Short task: Duplicate every line of the listing below, leaving the pictures out.
## BEGIN Data for this task
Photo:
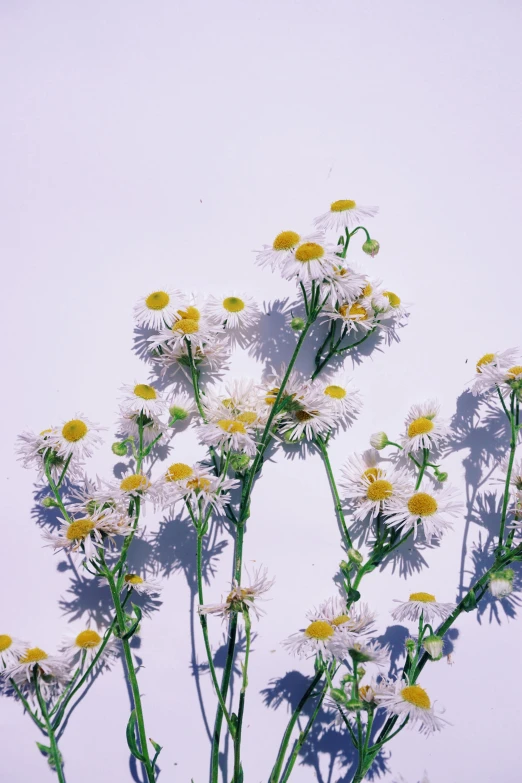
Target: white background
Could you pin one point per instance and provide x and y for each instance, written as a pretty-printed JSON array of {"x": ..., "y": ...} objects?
[{"x": 148, "y": 144}]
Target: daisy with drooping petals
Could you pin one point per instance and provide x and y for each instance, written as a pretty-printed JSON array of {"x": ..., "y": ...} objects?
[
  {"x": 158, "y": 309},
  {"x": 241, "y": 598},
  {"x": 342, "y": 214},
  {"x": 412, "y": 702},
  {"x": 422, "y": 604},
  {"x": 424, "y": 427},
  {"x": 431, "y": 510},
  {"x": 87, "y": 643}
]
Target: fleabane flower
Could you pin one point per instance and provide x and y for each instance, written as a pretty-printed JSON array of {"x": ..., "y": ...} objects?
[
  {"x": 431, "y": 510},
  {"x": 342, "y": 214},
  {"x": 158, "y": 309},
  {"x": 87, "y": 644},
  {"x": 424, "y": 604},
  {"x": 412, "y": 702},
  {"x": 425, "y": 429},
  {"x": 242, "y": 598}
]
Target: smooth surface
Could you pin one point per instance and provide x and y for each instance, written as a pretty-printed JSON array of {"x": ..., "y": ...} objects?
[{"x": 147, "y": 144}]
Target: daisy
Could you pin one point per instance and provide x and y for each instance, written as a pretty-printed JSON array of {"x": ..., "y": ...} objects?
[
  {"x": 429, "y": 509},
  {"x": 76, "y": 438},
  {"x": 88, "y": 642},
  {"x": 491, "y": 369},
  {"x": 424, "y": 428},
  {"x": 342, "y": 214},
  {"x": 412, "y": 702},
  {"x": 424, "y": 604},
  {"x": 241, "y": 598},
  {"x": 158, "y": 308},
  {"x": 11, "y": 648},
  {"x": 234, "y": 311},
  {"x": 141, "y": 398},
  {"x": 285, "y": 243}
]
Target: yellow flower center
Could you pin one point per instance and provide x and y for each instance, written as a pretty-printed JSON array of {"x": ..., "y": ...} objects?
## END Data for this task
Solution to this exercise:
Photo:
Target: white background
Could you pin one point per instance and provide x and y for each instance, written as a pretty-printed JSON array of {"x": ..., "y": ...} objects?
[{"x": 148, "y": 144}]
Target: daisy with drooping petals
Could you pin one point per instance and provide x and y for each instance, written as a pretty-printed JSON array of {"x": ..., "y": ...} objects?
[
  {"x": 158, "y": 309},
  {"x": 241, "y": 598},
  {"x": 342, "y": 214},
  {"x": 412, "y": 702},
  {"x": 422, "y": 604},
  {"x": 424, "y": 427},
  {"x": 431, "y": 510},
  {"x": 87, "y": 643}
]
Target: fleabane flower
Could you pin one point per instance and provide x and y for each instance, written as a pretty-printed JSON array of {"x": ..., "y": ...} objects?
[
  {"x": 431, "y": 510},
  {"x": 342, "y": 214},
  {"x": 158, "y": 309},
  {"x": 87, "y": 644},
  {"x": 424, "y": 604},
  {"x": 412, "y": 702},
  {"x": 425, "y": 429},
  {"x": 242, "y": 598}
]
Target: smooth surface
Could you pin one point per instance and provide x and y for each instance, written as a pretty-printed JSON array of {"x": ..., "y": ...} objects?
[{"x": 147, "y": 144}]
Target: daisy
Could you pin one point per instance and provide x and y for each instance, written as a pretty-printed JSON array of {"x": ..., "y": ...} objects?
[
  {"x": 429, "y": 509},
  {"x": 76, "y": 438},
  {"x": 88, "y": 642},
  {"x": 491, "y": 369},
  {"x": 424, "y": 428},
  {"x": 342, "y": 214},
  {"x": 412, "y": 702},
  {"x": 424, "y": 604},
  {"x": 241, "y": 598},
  {"x": 158, "y": 308},
  {"x": 11, "y": 648},
  {"x": 234, "y": 311},
  {"x": 141, "y": 398},
  {"x": 285, "y": 243}
]
Target: yellow flower center
Could you pin one point per instance and provide x and y for each instance, written as a pretty-printed JSON array of {"x": ..., "y": ...} objects?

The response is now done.